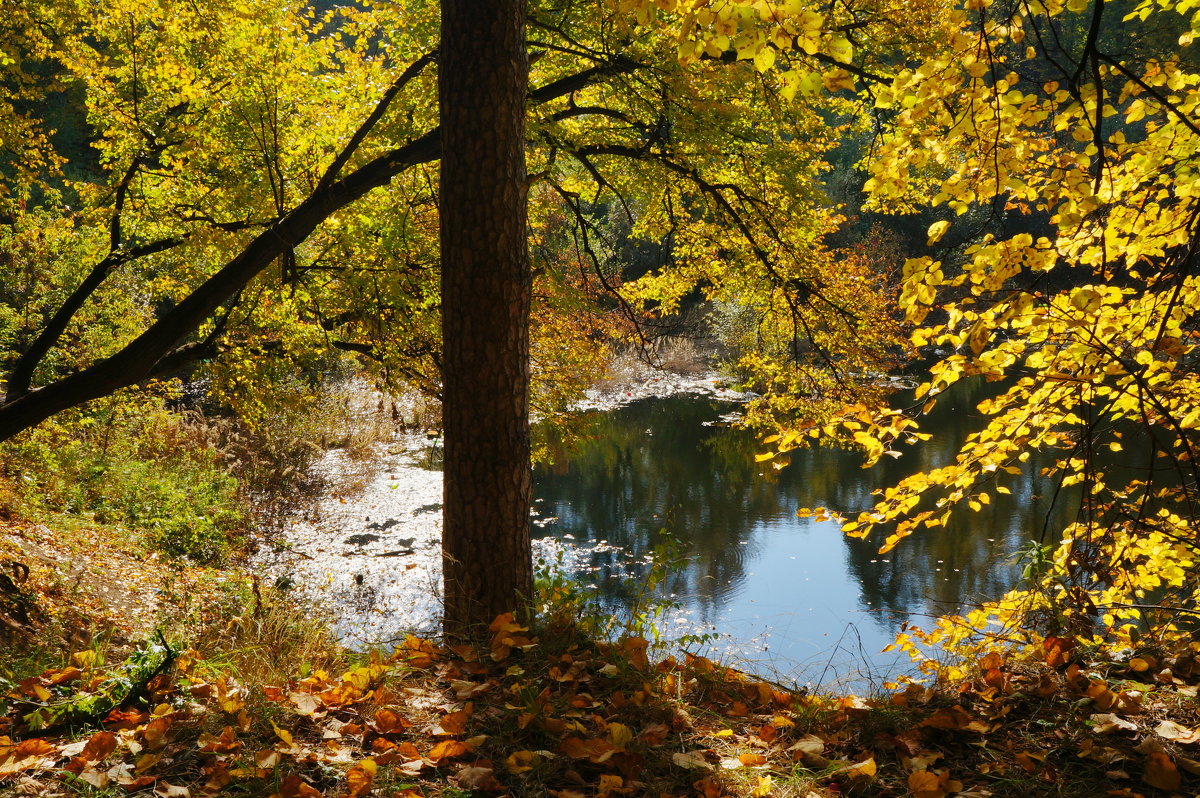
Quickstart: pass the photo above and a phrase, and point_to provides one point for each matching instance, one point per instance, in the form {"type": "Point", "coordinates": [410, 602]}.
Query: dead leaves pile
{"type": "Point", "coordinates": [515, 717]}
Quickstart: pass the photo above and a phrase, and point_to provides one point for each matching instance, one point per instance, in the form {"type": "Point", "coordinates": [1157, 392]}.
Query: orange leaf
{"type": "Point", "coordinates": [155, 732]}
{"type": "Point", "coordinates": [595, 750]}
{"type": "Point", "coordinates": [448, 750]}
{"type": "Point", "coordinates": [293, 787]}
{"type": "Point", "coordinates": [1162, 773]}
{"type": "Point", "coordinates": [33, 748]}
{"type": "Point", "coordinates": [477, 778]}
{"type": "Point", "coordinates": [1056, 651]}
{"type": "Point", "coordinates": [453, 724]}
{"type": "Point", "coordinates": [708, 787]}
{"type": "Point", "coordinates": [359, 778]}
{"type": "Point", "coordinates": [388, 721]}
{"type": "Point", "coordinates": [635, 651]}
{"type": "Point", "coordinates": [610, 784]}
{"type": "Point", "coordinates": [924, 784]}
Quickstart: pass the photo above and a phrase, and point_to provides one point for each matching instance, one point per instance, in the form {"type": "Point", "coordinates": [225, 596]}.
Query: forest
{"type": "Point", "coordinates": [239, 237]}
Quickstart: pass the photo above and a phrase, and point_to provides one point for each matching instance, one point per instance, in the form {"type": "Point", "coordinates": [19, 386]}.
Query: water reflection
{"type": "Point", "coordinates": [753, 565]}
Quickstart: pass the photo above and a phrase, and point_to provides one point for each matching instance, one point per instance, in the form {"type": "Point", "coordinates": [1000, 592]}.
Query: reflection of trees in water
{"type": "Point", "coordinates": [653, 466]}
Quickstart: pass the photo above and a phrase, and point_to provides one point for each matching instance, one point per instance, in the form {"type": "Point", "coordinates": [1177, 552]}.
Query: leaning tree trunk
{"type": "Point", "coordinates": [485, 312]}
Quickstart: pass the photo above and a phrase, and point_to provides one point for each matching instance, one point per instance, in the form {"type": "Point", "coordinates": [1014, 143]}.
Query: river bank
{"type": "Point", "coordinates": [367, 551]}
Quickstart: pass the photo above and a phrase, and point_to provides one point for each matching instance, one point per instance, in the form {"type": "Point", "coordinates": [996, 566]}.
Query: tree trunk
{"type": "Point", "coordinates": [485, 312]}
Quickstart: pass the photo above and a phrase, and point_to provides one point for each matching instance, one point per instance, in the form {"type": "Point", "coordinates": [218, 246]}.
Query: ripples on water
{"type": "Point", "coordinates": [784, 597]}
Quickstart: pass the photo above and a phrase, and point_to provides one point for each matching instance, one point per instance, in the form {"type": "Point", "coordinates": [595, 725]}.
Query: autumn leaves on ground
{"type": "Point", "coordinates": [252, 702]}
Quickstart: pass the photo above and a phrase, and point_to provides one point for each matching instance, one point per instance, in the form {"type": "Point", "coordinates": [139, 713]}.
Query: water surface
{"type": "Point", "coordinates": [790, 597]}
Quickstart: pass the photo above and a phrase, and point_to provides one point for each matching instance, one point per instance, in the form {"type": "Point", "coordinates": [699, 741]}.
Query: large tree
{"type": "Point", "coordinates": [251, 187]}
{"type": "Point", "coordinates": [486, 286]}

**Set exercise:** State how many lines in the rows above contain the word "reflection". Give only the number.

**Reply:** 2